===== RECORDS FOR THIS TASK

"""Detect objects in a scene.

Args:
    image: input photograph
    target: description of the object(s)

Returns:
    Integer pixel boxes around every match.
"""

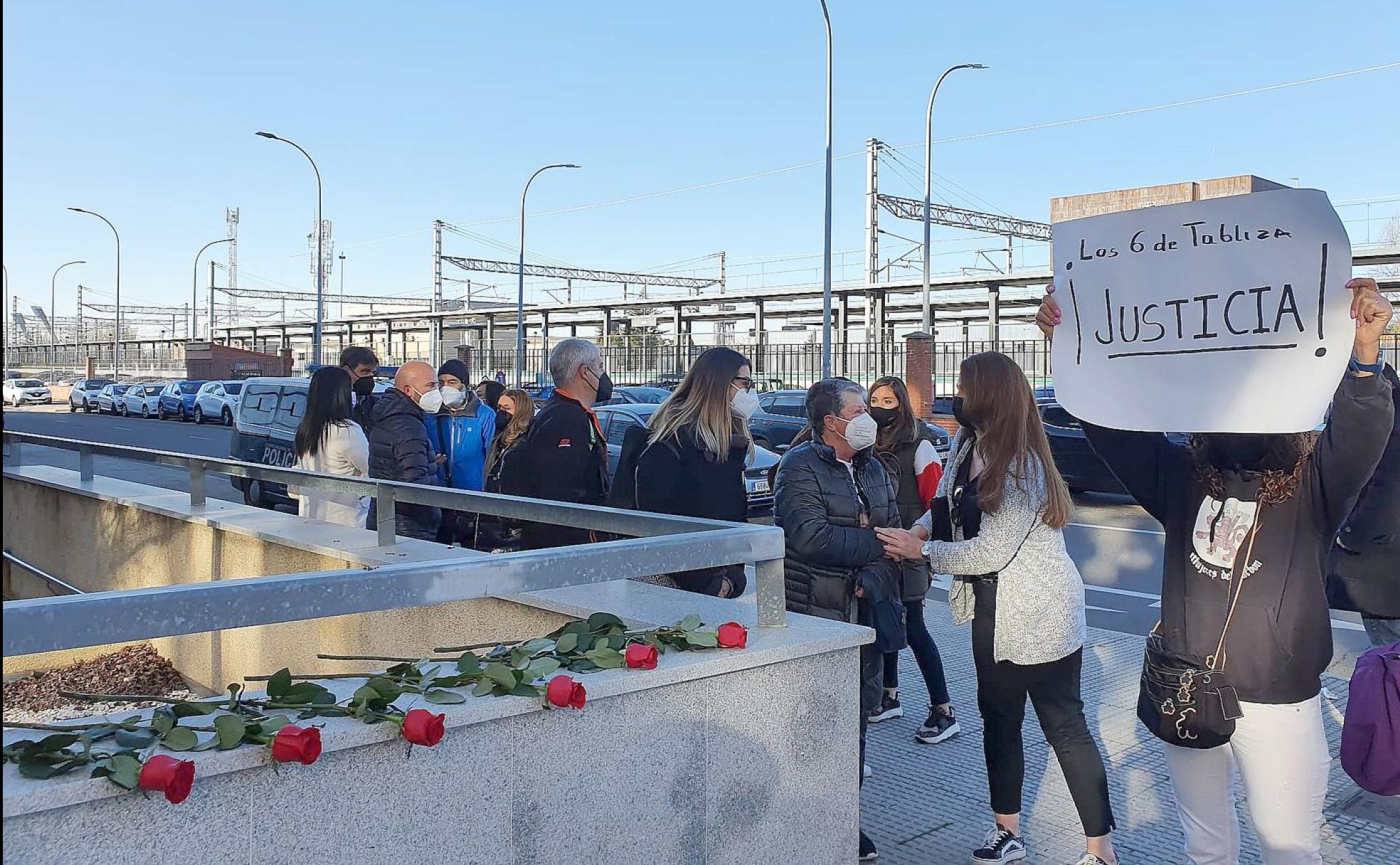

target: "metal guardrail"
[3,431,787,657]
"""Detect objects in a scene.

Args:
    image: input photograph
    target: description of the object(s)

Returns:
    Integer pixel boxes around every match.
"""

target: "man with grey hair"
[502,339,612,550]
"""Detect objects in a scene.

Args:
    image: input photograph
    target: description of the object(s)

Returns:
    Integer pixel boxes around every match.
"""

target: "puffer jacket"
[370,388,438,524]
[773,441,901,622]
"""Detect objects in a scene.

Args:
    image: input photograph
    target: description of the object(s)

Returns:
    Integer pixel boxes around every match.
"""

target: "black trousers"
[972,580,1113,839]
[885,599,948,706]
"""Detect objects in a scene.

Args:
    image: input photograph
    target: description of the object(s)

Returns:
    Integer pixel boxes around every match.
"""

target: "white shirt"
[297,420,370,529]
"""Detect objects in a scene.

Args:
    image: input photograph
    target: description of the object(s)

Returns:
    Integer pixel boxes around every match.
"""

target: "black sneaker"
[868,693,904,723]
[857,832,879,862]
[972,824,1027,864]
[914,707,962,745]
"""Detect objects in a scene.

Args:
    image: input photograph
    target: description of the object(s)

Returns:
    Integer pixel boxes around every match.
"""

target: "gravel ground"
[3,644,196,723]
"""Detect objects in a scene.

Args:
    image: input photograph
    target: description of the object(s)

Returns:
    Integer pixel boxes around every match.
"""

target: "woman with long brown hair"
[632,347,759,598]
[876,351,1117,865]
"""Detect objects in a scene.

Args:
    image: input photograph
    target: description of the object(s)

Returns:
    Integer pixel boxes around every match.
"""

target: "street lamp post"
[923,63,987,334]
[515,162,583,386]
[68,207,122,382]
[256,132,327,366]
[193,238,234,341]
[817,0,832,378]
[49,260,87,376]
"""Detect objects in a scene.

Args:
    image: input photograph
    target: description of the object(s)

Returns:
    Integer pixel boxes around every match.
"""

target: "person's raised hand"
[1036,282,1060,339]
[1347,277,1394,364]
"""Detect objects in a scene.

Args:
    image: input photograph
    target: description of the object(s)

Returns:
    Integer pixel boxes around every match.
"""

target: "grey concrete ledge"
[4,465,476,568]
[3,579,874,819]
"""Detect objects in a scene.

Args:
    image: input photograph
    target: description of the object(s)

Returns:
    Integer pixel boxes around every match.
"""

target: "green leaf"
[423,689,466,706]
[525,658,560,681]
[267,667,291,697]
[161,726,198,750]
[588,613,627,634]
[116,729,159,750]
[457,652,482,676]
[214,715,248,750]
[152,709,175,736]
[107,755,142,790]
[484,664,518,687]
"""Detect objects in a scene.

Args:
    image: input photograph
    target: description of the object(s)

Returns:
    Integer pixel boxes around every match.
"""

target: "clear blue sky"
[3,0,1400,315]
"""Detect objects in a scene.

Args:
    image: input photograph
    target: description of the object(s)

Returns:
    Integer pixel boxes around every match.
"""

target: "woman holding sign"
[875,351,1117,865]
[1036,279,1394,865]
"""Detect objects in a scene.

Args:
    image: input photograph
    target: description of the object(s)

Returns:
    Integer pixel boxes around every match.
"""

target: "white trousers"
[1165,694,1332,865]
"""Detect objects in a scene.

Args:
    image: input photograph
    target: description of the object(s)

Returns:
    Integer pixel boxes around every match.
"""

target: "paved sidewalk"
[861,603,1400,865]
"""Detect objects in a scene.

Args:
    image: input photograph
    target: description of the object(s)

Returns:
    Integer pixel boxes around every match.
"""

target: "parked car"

==========

EXERCISE
Locate every line in the listing above that contains the word "grey" and copy each of those lines. Matching is case-sensitive.

TASK OUTPUT
target: "man with grey hair"
target: "grey concrete ledge"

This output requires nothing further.